=== TEXT EXCERPT ===

This is my implementation of the classic "Hangman" word-guessing game.
Class LePendu :
public class LePendu {
// Variable
public static int NB_ERREURS_MAX=10;
static ArrayList<Character> playerGuess = new ArrayList<Character>();
static ArrayList <String> wrongGuess = new ArrayList<String>();
static ArrayList <String> playerWord = new ArrayList<String>();
static String penduDessin [][] = new String[10][10];
// Le Main :
public static void main(String args[]) throws FileNotFoundException {
Scanner sc = new Scanner (new File("C:/Users/admin/pendu.txt"));
Scanner charP = new Scanner (System.in);
while(sc.hasNext()) {
playerWord.add(sc.nextLine());
}
// Intitialisation Hangman :
initialize2dArray();
// Wordchoice :
Random motAleatoire = new Random();
String word = playerWord.get(motAleatoire.nextInt(playerWord.size()));
// Loop for the game :
int chance = 0;
while(true) {
penduEntier();
drawPendu(chance);
if (chance>word.length()) {
System.out.println("Perdu!!!!");
break;
}
displayWord(word, playerGuess);
if (!getPlayerChar(charP, word, playerGuess)) {
chance ++;
};
if(displayWord(word, playerGuess)) {
System.out.println("Victoire");
break;
}
System.out.println("Tentez votre chance pour le mot");
if(charP.nextLine().equals(word)) {
System.out.println("Victoire");
break;
} else {
System.out.println("Mot incorrect, veuillez réessayer");
}
}
}
// Méthode getPlayerChar :
private static boolean getPlayerChar(Scanner charP, String word, ArrayList<Character> playerGuess) {
System.out.println("Entrez une lettre svp");
String charPlayer = charP.nextLine();
playerGuess.add(charPlayer.charAt(0));
return word.contains(charPlayer);
}
// Méthode displayWord :
private static boolean displayWord(String word, ArrayList<Character> playerGuess) {
int count = 0;
for (int i = 0;i<word.length();i++) {
if(playerGuess.contains(word.charAt(i))) {
System.out.print(word.charAt(i));
count++;
}
else {
System.out.print("-");
}
}
System.out.println("");
return (word.length() == count);
}
// Draw Hangman Methode :
public static void penduEntier(){
// Loop through the entire 2D array to display Hangman image
for (int row = 0; row < 10; row++) {
for (int column = 0; column < 10; column++) {
System.out.print(penduDessin[row][column]);
}
System.out.println();
}
}
// Tableau 2D Hangman :
public static void drawPendu(int chance) {
// The hangman will be erected from bottom to top, that is first gallos
// base will be made and then step by step hangman will be generated.

=== AIM A ===
Answer these questions about the Hangman code:
(i) What value is assigned to NB_ERREURS_MAX?
(ii) What message is printed when the player loses?
(iii) What character does displayWord print for a letter that has not been guessed?

=== DATA FOR THIS TASK ===
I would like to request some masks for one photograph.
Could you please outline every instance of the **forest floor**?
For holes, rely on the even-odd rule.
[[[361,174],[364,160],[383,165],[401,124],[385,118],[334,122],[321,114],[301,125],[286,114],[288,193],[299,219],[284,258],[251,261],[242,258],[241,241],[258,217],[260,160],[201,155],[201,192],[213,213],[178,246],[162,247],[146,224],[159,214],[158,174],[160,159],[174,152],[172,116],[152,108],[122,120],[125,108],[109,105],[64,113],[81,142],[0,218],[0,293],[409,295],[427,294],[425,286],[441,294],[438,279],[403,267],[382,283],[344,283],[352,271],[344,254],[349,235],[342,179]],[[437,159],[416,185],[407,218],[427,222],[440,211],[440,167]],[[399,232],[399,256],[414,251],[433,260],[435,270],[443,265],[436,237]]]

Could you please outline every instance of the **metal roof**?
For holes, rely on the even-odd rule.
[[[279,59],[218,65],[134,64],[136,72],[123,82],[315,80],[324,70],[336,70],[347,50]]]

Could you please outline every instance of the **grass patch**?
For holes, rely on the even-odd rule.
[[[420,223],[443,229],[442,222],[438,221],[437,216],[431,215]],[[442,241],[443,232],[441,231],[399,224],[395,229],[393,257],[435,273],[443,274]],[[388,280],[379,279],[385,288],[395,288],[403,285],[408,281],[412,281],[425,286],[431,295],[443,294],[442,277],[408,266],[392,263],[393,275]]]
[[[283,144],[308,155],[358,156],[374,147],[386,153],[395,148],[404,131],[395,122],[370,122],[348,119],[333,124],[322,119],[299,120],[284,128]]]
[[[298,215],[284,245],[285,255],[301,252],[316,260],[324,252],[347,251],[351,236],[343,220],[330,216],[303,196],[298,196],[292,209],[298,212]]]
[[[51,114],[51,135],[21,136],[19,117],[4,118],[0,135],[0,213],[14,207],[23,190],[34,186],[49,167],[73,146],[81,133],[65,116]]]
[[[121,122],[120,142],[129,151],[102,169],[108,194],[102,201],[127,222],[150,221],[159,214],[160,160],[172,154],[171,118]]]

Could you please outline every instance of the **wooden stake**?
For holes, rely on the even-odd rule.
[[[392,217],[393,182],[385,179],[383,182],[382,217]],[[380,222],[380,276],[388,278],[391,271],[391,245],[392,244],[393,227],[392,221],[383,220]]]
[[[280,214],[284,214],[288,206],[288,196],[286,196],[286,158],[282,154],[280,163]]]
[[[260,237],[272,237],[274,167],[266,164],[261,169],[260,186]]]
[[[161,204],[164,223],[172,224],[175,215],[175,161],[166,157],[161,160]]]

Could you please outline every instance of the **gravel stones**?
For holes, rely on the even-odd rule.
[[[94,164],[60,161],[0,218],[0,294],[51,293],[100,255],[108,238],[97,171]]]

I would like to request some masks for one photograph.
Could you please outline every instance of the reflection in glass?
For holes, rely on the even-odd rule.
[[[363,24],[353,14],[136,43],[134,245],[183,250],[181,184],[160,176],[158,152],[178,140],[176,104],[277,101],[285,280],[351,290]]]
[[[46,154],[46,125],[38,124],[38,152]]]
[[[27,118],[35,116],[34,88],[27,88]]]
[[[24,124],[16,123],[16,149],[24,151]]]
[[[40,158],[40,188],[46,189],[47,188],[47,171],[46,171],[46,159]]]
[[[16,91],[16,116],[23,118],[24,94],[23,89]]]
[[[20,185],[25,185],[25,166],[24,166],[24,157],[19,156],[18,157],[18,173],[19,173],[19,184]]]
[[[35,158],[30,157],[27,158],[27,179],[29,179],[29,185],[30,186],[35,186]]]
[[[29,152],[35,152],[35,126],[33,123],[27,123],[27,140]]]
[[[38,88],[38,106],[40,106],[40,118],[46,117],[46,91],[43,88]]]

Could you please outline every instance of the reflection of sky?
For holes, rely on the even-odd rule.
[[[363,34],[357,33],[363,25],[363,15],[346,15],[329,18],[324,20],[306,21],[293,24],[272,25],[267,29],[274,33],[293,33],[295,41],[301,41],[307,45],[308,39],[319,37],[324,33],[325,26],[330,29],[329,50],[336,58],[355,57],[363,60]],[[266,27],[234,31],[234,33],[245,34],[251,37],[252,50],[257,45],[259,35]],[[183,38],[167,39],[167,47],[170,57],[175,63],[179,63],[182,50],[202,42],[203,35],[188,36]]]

=== AIM B ===
Copy everything in the entries from the line containing "Could you please outline every instance of the **wooden" down to the line containing "[[[38,88],[38,106],[40,106],[40,118],[46,117],[46,91],[43,88]]]", including both of those lines.

=== WORKED SOLUTION A ===
(i) 10
(ii) "Perdu!!!!"
(iii) "-"

=== WORKED SOLUTION B ===
Could you please outline every instance of the **wooden stake**?
For holes, rely on the even-odd rule.
[[[392,217],[393,182],[385,179],[383,182],[382,217]],[[380,222],[380,276],[388,278],[391,271],[391,245],[392,244],[393,227],[392,221],[383,220]]]
[[[280,214],[284,214],[288,206],[288,196],[286,196],[286,158],[282,154],[280,163]]]
[[[260,237],[272,237],[274,167],[266,164],[261,169],[260,186]]]
[[[161,204],[164,223],[172,224],[175,215],[175,161],[166,157],[161,160]]]

Could you please outline every instance of the **gravel stones**?
For holes, rely on the even-odd rule.
[[[94,164],[60,161],[0,218],[0,294],[51,293],[100,255],[108,238],[97,171]]]

I would like to request some masks for one photograph.
Could you please outline every instance of the reflection in glass?
For holes, rely on the even-odd rule.
[[[363,24],[353,14],[136,43],[134,245],[183,250],[181,184],[160,176],[158,152],[178,140],[176,104],[277,101],[285,280],[351,290]]]
[[[46,154],[46,125],[38,124],[38,152]]]
[[[27,118],[35,116],[34,88],[27,88]]]
[[[24,124],[16,123],[16,149],[24,151]]]
[[[40,158],[40,188],[46,189],[47,188],[47,171],[46,171],[46,159]]]
[[[16,91],[16,116],[23,118],[24,94],[23,89]]]
[[[20,185],[25,185],[25,166],[24,166],[24,157],[19,156],[18,157],[18,173],[19,173],[19,184]]]
[[[35,158],[30,157],[27,158],[27,179],[29,179],[29,185],[30,186],[35,186]]]
[[[29,152],[35,152],[35,126],[33,123],[27,123],[27,140]]]
[[[38,88],[38,106],[40,106],[40,118],[46,117],[46,91],[43,88]]]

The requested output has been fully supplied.